**Aim**
Please echo the listing below line for line, without changing anything, and omit the pictures from your reply.

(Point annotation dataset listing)
## Start

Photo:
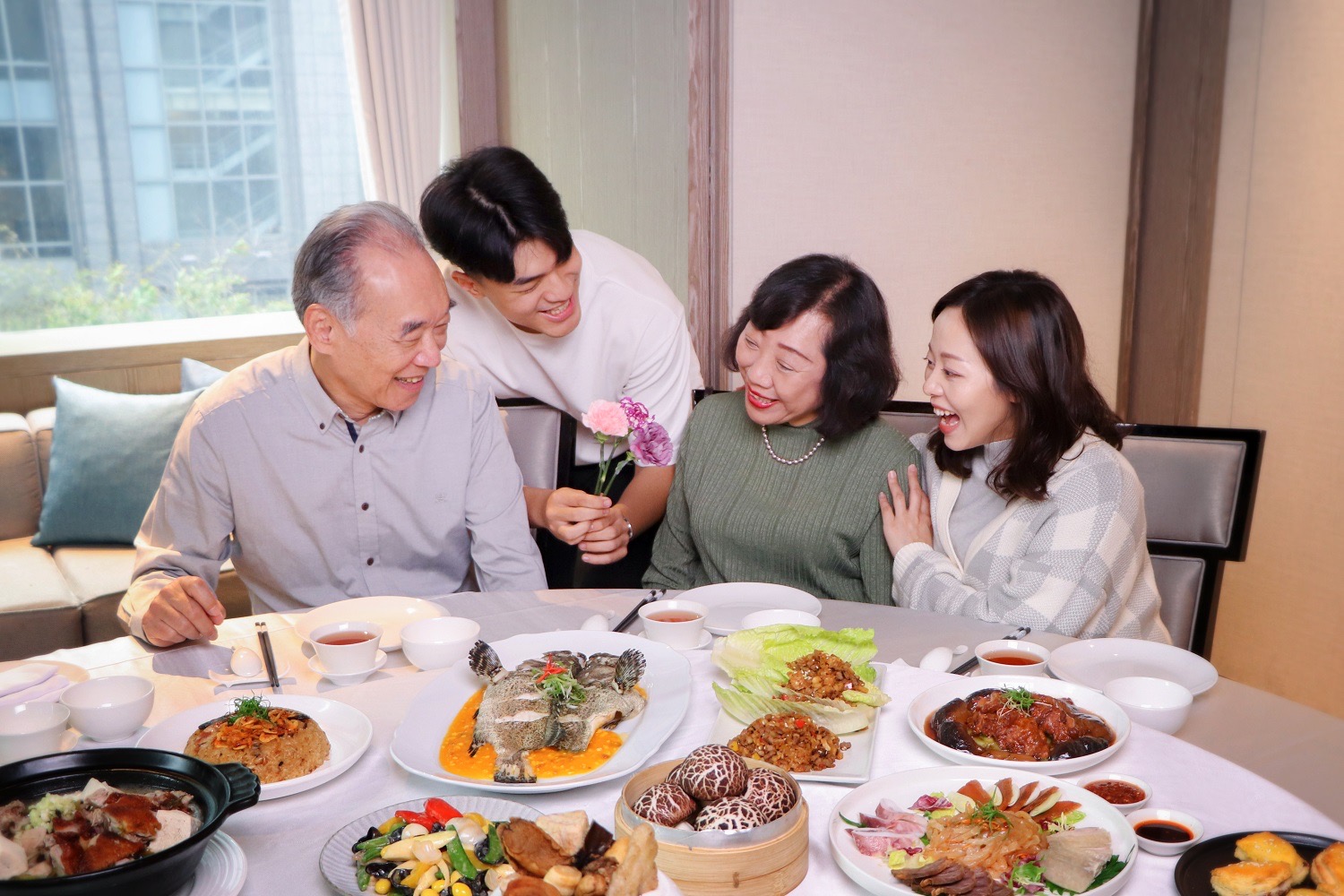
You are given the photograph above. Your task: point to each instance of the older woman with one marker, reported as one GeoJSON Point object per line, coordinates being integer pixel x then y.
{"type": "Point", "coordinates": [1032, 516]}
{"type": "Point", "coordinates": [774, 484]}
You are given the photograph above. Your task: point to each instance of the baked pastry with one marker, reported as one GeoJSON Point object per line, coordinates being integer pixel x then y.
{"type": "Point", "coordinates": [1328, 869]}
{"type": "Point", "coordinates": [1271, 848]}
{"type": "Point", "coordinates": [1253, 879]}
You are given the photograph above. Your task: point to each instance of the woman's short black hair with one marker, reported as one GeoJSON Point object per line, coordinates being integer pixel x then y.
{"type": "Point", "coordinates": [1034, 347]}
{"type": "Point", "coordinates": [478, 211]}
{"type": "Point", "coordinates": [862, 374]}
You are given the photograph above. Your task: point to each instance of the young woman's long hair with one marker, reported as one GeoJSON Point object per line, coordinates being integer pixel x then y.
{"type": "Point", "coordinates": [1032, 343]}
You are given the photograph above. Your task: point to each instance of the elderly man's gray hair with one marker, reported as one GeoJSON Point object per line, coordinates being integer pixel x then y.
{"type": "Point", "coordinates": [325, 269]}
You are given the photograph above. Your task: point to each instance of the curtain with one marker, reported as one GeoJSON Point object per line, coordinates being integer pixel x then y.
{"type": "Point", "coordinates": [394, 51]}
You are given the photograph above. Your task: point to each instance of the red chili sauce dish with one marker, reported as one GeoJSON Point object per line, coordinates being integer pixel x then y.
{"type": "Point", "coordinates": [1118, 793]}
{"type": "Point", "coordinates": [1164, 831]}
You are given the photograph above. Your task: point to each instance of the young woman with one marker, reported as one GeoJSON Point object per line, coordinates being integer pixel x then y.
{"type": "Point", "coordinates": [1031, 513]}
{"type": "Point", "coordinates": [774, 482]}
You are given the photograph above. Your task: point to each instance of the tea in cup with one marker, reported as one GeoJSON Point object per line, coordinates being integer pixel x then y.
{"type": "Point", "coordinates": [347, 646]}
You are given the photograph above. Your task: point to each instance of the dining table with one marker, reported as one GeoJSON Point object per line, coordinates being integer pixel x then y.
{"type": "Point", "coordinates": [1245, 759]}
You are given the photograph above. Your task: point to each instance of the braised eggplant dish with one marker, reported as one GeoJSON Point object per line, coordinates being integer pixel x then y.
{"type": "Point", "coordinates": [1018, 724]}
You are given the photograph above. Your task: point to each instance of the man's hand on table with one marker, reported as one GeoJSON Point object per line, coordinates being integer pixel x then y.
{"type": "Point", "coordinates": [183, 610]}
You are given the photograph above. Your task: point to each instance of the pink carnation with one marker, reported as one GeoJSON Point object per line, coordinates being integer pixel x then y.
{"type": "Point", "coordinates": [607, 418]}
{"type": "Point", "coordinates": [636, 413]}
{"type": "Point", "coordinates": [652, 446]}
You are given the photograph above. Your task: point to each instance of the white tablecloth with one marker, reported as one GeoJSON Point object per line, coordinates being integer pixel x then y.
{"type": "Point", "coordinates": [282, 837]}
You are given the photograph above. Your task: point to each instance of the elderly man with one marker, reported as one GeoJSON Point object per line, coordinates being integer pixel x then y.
{"type": "Point", "coordinates": [355, 462]}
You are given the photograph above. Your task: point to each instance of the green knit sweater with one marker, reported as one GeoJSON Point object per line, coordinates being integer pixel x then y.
{"type": "Point", "coordinates": [736, 514]}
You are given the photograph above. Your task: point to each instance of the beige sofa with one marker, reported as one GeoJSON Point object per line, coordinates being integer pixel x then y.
{"type": "Point", "coordinates": [65, 597]}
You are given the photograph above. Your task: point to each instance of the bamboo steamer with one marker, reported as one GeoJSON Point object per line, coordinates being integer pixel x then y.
{"type": "Point", "coordinates": [765, 861]}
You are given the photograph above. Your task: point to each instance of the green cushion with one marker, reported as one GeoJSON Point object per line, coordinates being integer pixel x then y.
{"type": "Point", "coordinates": [198, 374]}
{"type": "Point", "coordinates": [108, 452]}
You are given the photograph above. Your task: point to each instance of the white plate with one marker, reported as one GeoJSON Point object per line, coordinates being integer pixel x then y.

## End

**Finished answer**
Photo:
You are given the photograph above. Your task: point to each instance of the older woman with one marker, reported as one GeoJSON Point object per line, coordinates being integer pixel x then y.
{"type": "Point", "coordinates": [1032, 516]}
{"type": "Point", "coordinates": [774, 484]}
You are given the photograph above. Your task: point to each instance of the baked pastry with one marker, reported as one GeoJSON Point object per line, coordinates being integer pixel x then y.
{"type": "Point", "coordinates": [1328, 869]}
{"type": "Point", "coordinates": [1271, 848]}
{"type": "Point", "coordinates": [1253, 879]}
You are given the photograph above. Your task: point to each instance of the woman's short black hair with one marker, reported as one GeoJSON Point object per line, coordinates being integer pixel x then y.
{"type": "Point", "coordinates": [1034, 347]}
{"type": "Point", "coordinates": [478, 211]}
{"type": "Point", "coordinates": [862, 374]}
You are given the photograph above. Your task: point to each instance of the young woman's long hair with one marker, reported as one GeoJSON Point object per line, coordinates being integer pixel x then y.
{"type": "Point", "coordinates": [1032, 343]}
You are given the photograph above. Your task: point to each instance of the elderly man's gray hair with one marker, reported as one GeoJSON Point object per line, coordinates being integer pixel x then y.
{"type": "Point", "coordinates": [325, 269]}
You are given the photograph above. Your task: point to each instance of the curtain with one marker, reported as one GeoJSON Point object per line, coordinates being integer pixel x then y.
{"type": "Point", "coordinates": [394, 51]}
You are given the photograph above. Your task: point to each instance of the red chili sauce dish with one marker, reported as one GeoJSON Point object per line, coordinates being integer pixel x then y.
{"type": "Point", "coordinates": [1118, 793]}
{"type": "Point", "coordinates": [1164, 831]}
You are given the photograph above. Your task: point to each instance of the young woman with one marker, reported as one GeoJSON Point object per line, coordinates being integer pixel x then y.
{"type": "Point", "coordinates": [1031, 513]}
{"type": "Point", "coordinates": [774, 482]}
You are given the photograph above. Your task: point to each instance of the tea in cup with one marker, reported as one GeoJSON Point object per line, coordinates being integer pixel x then y.
{"type": "Point", "coordinates": [347, 646]}
You are given the photograph above. Your task: point to each instance of the dining table with one marker, reported as one GeoJSON Point object per line, coordinates being integer pixel x then y.
{"type": "Point", "coordinates": [1245, 759]}
You are given the photograph above. Your task: point to each instance of the braised eggplant dish with one marker, reported as one GeoJSON Point object per line, coordinates being integer pixel x then y.
{"type": "Point", "coordinates": [1018, 724]}
You are given the photograph above. Your task: point to each instance of the man's hand on table with one marker, reported as one GeoJSON Point object per line, coordinates being integer pixel x then y.
{"type": "Point", "coordinates": [183, 610]}
You are given the photograph above. Your task: point to each instance of the pink carnation with one marker, reported as one GeoJSON Point object per line, coordinates being integer pixel x then y.
{"type": "Point", "coordinates": [607, 418]}
{"type": "Point", "coordinates": [636, 413]}
{"type": "Point", "coordinates": [652, 446]}
You are given the photograph above. Your task: point to each instance of the white tablecloth with one marker, reported as one GeoJSON Point object per line, coordinates being integer pixel x then y.
{"type": "Point", "coordinates": [282, 837]}
You are given the photograph above. Your task: point to each instance of the elderly man with one marker, reported as one GeoJSON Point object per line, coordinates being integer pixel x then y.
{"type": "Point", "coordinates": [355, 462]}
You are given the photograph above. Your task: point to each instance of the green knit sweater with one marker, reported as one GeoJSON Point object per line, coordinates being integer pixel x then y.
{"type": "Point", "coordinates": [736, 514]}
You are given the photograph above. Your task: point to each instance of the beige sofa with one marker, reported as one GeoJSON Point object per line, coordinates being integer pixel x then y.
{"type": "Point", "coordinates": [65, 597]}
You are given the photograph above. Your task: point to each instance of the bamboo steamer with one marker, reported as one GeoJSON Point object per line, coordinates being integer pixel x then y.
{"type": "Point", "coordinates": [765, 861]}
You are given the photograph above. Your task: point to each instance of the green cushion with one marker, reported as one GeoJSON Point object per line, coordinates being integer pixel x then y.
{"type": "Point", "coordinates": [198, 374]}
{"type": "Point", "coordinates": [108, 452]}
You are given the photograph above. Your task: point to each instance of the white plate with one marker, reported as one GeoJSON Point object per line, coordinates being integer pixel x then y.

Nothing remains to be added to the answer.